Instrucciones de la tarea - Retoma el texto sobre el análisis geopolítico en la estrategia de las empresas y continúalo a partir de su última frase.

Fragmento proporcionado -
==================================================

¿Por qué es necesario incluir el análisis geopolítico en la estrategia de las empresas?

Analistas y consultores de prestigio internacional advierten que, en la actualidad, el proceso de definición de la estrategia general de una empresa debe incluir la geopolítica como elemento fundamental. Todo ello al lado de los correspondientes análisis tradicionales sobre entorno económico, financiero, político y social globales, así como sobre el entorno propio de aquellos países en los que la empresa desarrolle su actividad.

La gestión de riesgos geopolíticos exige hoy algo más que sensibilidad

Requiere su integración en la discusión del entorno en el que la empresa desplegará su estrategia durante los próximos años y se convierte en un marco de referencia sobre su idoneidad. Esto significa un cambio de paradigma para una gran mayoría de empresas.

El paradigma dominante durante las tres últimas décadas asumía una tendencia que parecía irreversible hacia la globalización, la apertura creciente indiscutida de los mercados de bienes, servicios y capitales, confianza en las instituciones y normas multilaterales, y un orden internacional fundamentado en la ley y en la cooperación.

El nuevo paradigma geopolítico refleja una reaparición de la rivalidad entre las grandes potencias, el predominio de los intereses nacionales en la agenda de cada gobierno y una menor cooperación. Esto conduce a unas políticas económicas intervencionistas y proteccionistas y al abandono de las instituciones multilaterales“.

Las relaciones entre China y Occidente constituyen un claro ejemplo de lo anterior. Es sabido que Estados Unidos y la UE consideran a China un “rival sistémico“.

El 12 de marzo de 2019, la entonces alta representante para la Política Exterior y de Seguridad de la UE, la italiana Federica Mogherini, remitió a las instituciones europeas un documento titulado “UE-China. Una perspectiva estratégica“, en el que se puede leer lo siguiente:

“China es, al mismo tiempo, en distintas áreas, un socio cooperador, con el cual la UE tiene objetivos estrechamente alineados, un socio negociador, con el que la UE tiene que encontrar un equilibrio de intereses, un competidor en la búsqueda del liderazgo tecnológico y un rival sistémico que promueve modelos alternativos de gobernanza“.

La nueva estrategia de defensa de Estados Unidos (2022) considera que China es el “desafío más trascendental y sistémico“.

==================================================

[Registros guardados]
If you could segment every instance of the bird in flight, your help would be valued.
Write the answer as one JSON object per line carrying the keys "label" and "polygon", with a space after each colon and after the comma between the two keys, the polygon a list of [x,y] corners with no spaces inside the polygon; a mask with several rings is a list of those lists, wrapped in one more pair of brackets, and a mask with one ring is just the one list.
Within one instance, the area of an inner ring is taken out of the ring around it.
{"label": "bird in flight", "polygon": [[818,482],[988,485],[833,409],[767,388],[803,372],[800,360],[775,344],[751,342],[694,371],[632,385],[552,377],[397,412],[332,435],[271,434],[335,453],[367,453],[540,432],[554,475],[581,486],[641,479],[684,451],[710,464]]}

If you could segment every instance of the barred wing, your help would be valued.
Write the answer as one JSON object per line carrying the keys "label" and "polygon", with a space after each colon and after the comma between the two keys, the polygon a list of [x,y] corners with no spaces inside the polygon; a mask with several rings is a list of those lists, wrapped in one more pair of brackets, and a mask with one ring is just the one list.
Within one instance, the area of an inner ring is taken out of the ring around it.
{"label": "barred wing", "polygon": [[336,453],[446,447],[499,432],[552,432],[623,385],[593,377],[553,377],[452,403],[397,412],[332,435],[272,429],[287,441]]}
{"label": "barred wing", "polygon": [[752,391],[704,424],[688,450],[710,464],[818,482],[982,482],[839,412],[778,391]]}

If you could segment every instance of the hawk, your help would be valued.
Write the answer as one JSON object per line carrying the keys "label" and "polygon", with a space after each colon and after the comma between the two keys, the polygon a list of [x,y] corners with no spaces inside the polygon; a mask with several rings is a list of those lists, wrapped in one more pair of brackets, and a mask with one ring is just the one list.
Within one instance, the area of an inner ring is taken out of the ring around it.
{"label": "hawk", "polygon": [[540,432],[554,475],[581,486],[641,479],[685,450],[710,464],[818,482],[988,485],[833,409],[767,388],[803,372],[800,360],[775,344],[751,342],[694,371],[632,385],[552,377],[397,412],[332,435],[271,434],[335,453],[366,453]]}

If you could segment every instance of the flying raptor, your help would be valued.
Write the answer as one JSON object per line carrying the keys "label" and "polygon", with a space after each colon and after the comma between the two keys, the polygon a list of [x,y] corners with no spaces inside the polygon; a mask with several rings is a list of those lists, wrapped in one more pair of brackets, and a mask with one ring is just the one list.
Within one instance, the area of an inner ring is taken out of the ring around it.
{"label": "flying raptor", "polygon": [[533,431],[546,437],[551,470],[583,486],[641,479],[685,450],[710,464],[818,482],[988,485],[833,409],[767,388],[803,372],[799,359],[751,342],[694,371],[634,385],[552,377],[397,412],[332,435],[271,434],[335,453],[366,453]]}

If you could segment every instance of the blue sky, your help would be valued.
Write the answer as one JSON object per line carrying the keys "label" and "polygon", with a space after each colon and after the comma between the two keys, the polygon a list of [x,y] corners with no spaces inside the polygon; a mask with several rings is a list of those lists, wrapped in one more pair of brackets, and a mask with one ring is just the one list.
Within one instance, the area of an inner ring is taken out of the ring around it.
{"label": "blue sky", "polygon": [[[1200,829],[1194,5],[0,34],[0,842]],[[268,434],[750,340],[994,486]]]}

==================================================

Respuesta a la tarea -
Al presentarla, el ministro de defensa, Lloyd Austin, declaró que China “es el único rival que tiene la intención de remodelar el orden internacional y, cada vez más, el poder para hacerlo“.

El nuevo Concepto estratégico de la OTAN (junio de 2022) analiza las perspectivas de la Alianza frente al ascenso chino.

Rusia es el país principalmente visado por la OTAN como agresor por la guerra de Ucrania, pero China aparece más allá de una mera mención, situándola como una potencia autoritaria cuyas “ambiciones y políticas coercitivas desafían nuestros intereses, seguridad y valores“.

A China no se la menciona en la OTAN como una posible preocupación hasta 2019; el anterior Concepto Estratégico de Lisboa de 2010 ni siquiera la incluía.

El gobierno de las empresas (consejos de administración) no puede limitarse a observar tales acontecimientos y verlos con la perspectiva del pasado, suponiendo simplemente que el mundo será un poco menos globalizado que en las últimas tres décadas.

Los mejores analistas y consultores manifiestan que “estamos ante un verdadero cambio de época por lo que a la geopolítica atañe, no solo en una época de cambios”. Sostienen que es imprescindible integrar las dimensiones geopolíticas en la reflexión sobre la empresa del futuro y su estrategia. No se trata sólo de complementar el análisis del entorno económico-financiero clásico con algunos escenarios geopolíticos alternativos, sino de integrar el análisis geopolítico en el proceso estratégico.

El análisis económico-financiero clásico aplicado al mundo actual también avisa, desde su propia perspectiva, de que el “índice de incertidumbre global” está alcanzando hoy niveles exageradamente altos. La cuestión es cómo hemos llegado hasta aquí, cuáles son las bases de esa visión tan insegura respecto al futuro y qué cabría esperar.

Veamos cómo hemos llegado hasta aquí des del punto de vista económico.

Ya antes de la covid-19, la economía mundial había iniciado fuertes procesos de cambio, no necesariamente para bien.

La actitud proteccionista de Estados Unidos, bajo la presidencia de Trump, estaba rompiendo el “consenso de Washington“, que desde el colapso del comunismo (1989/1991) venía dando forma en todo el planeta a una economía de mercado, dinámica, libre, abierta al comercio, favorable a los movimientos de capital, sin inflación, con participación creciente de grandes masas de la población mundial y con éxitos fulgurantes en cuanto a disminución de la pobreza.

En ese entorno liberal tan positivo, la crisis financiera de 2009 revistió una gravedad indudable, pero no pasó de ser un evento transitorio, del que la economía global se recuperó en algo menos de dos años. Sin embargo, el fenómeno provocó giros importantes de carácter populista, entre los que destaca la presidencia de Trump y su retroceso histórico en materia de comercio e inversión internacional. Enarboló, para ello, la bandera de una creciente amenaza china y una clara desconfianza hacia la UE.

La pandemia vino a agravar esos cambios. Constituyó un “shock exógeno“ sin precedentes.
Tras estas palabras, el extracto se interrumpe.